Data records =
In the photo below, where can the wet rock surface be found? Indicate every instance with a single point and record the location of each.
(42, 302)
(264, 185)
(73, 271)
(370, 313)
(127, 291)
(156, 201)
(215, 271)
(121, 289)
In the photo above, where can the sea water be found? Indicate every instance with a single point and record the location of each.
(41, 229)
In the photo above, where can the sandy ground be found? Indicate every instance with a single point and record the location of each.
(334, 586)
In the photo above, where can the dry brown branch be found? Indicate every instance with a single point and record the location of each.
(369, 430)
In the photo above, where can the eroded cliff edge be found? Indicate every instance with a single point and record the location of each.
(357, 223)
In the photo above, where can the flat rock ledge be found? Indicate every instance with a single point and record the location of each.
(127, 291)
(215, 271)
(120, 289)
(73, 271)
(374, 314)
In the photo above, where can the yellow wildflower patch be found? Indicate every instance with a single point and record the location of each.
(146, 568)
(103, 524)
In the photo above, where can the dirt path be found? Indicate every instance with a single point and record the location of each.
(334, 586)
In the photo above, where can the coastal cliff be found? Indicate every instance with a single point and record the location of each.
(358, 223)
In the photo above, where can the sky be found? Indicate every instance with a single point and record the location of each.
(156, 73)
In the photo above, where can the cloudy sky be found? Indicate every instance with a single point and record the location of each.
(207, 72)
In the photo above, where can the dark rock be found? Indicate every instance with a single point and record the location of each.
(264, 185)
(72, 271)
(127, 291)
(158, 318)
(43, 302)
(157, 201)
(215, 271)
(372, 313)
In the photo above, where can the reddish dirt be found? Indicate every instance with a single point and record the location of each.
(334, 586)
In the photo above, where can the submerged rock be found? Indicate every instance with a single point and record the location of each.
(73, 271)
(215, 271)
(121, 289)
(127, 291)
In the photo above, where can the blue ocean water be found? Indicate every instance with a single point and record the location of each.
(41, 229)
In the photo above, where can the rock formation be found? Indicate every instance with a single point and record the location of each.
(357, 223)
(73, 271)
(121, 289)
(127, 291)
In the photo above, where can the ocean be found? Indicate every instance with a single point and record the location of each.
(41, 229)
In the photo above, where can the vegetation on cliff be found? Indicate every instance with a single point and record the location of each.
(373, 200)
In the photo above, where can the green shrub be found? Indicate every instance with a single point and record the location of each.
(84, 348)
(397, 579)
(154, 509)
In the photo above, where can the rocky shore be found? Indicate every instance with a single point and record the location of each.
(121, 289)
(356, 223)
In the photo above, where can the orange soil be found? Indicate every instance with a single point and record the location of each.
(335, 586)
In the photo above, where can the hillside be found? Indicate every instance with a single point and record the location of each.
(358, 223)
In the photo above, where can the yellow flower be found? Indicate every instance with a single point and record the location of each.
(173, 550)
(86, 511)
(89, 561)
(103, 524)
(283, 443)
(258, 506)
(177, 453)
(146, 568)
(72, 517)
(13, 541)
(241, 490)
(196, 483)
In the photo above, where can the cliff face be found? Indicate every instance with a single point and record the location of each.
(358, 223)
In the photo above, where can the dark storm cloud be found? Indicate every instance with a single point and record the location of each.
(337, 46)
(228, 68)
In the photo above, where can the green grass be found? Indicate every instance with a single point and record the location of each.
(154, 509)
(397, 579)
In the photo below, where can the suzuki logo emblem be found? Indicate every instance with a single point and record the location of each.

Problem requirements = The answer should be the entries, given again without a single difference.

Response to this task =
In the photo below, where can the wet rock surface be found? Indicate every instance with a single point and record the location of each.
(42, 302)
(264, 185)
(73, 271)
(370, 313)
(127, 291)
(156, 201)
(215, 271)
(121, 289)
In the photo above, where can the sea water be found? Indicate every instance with a single point and record the location of each.
(41, 229)
In the photo above, where can the sandy ground be found? Indicate every instance with a single point and record the location of each.
(334, 586)
In the photo above, where can the dry brown branch be found? Indicate every instance with a single point and record the location of each.
(369, 430)
In the photo above, where can the eroded cliff edge be found? Indicate every instance with a single point and record the location of each.
(357, 223)
In the photo above, where can the flat rock ledge be found? Indicate every instance with a single point and record the location of each.
(127, 291)
(215, 271)
(120, 289)
(73, 271)
(374, 314)
In the photo above, where can the yellow wildflower patch be found? Indicate every instance with a single point and record the location of each.
(146, 568)
(103, 524)
In the photo above, where can the dirt path be found? Indicate every instance with a single point and record the location of each.
(334, 586)
In the photo above, where can the coastal cliff be found? Indicate every instance with a single point and record the location of each.
(358, 223)
In the photo above, where can the sky be found? Indicate every instance with a single point and record the location of each.
(156, 73)
In the photo above, where can the cloudy sky be found? Indicate every instance with a single point and record the location of each.
(207, 72)
In the photo above, where can the dark rock be found? Indicate every instance with a single point and record the location of each.
(264, 185)
(72, 271)
(127, 291)
(158, 318)
(43, 302)
(157, 201)
(215, 271)
(372, 313)
In the photo above, where can the reddish dirt be found? Indicate every instance with a single point and record the location of each.
(334, 586)
In the photo above, where can the submerged rock be found? Indicate every instance with a single point and record the location of each.
(73, 271)
(215, 271)
(121, 289)
(127, 291)
In the photo above, where can the blue ocean water be found? Indicate every instance with a single point and record the location of each.
(41, 229)
In the photo above, where can the rock formation be found? Indicate every instance with a single point and record the location of each.
(357, 223)
(73, 271)
(121, 289)
(127, 291)
In the photo above, where can the ocean be found? Indicate every instance with a single point and record the location of each.
(41, 229)
In the photo above, where can the vegetation on cliff be found? Indicate every instance with a single point and record the location of each.
(373, 200)
In the photo above, where can the green shrub be found? Indicate every instance with a single point and record the location of each.
(84, 348)
(397, 579)
(154, 509)
In the photo above, where can the rocky shore be found? Indicate every instance with a single point and record the location of each.
(121, 289)
(356, 223)
In the photo above, where can the orange soil be found? Indicate every instance with a single point and record the location of each.
(335, 586)
In the photo above, where can the hillside be found? Indicate every instance with a single point and record the location of each.
(358, 223)
In the photo above, where can the yellow flower be found? Indicate every instance with a single point and record the location of each.
(173, 550)
(86, 511)
(89, 561)
(103, 524)
(283, 443)
(258, 506)
(177, 453)
(146, 568)
(72, 517)
(13, 541)
(241, 490)
(196, 483)
In the photo above, where can the cliff face be found? Indicate every instance with a single point and record the location of each.
(358, 223)
In the photo above, where can the dark storm cloud be found? Indicate every instance with a single point and record the location of each.
(337, 46)
(228, 68)
In the photo above, where can the green grass be found? Indicate every instance with a single point and record the location of each.
(154, 509)
(397, 579)
In the photo below, where can the suzuki logo emblem be found? Indicate every instance with a single point and record the location of each.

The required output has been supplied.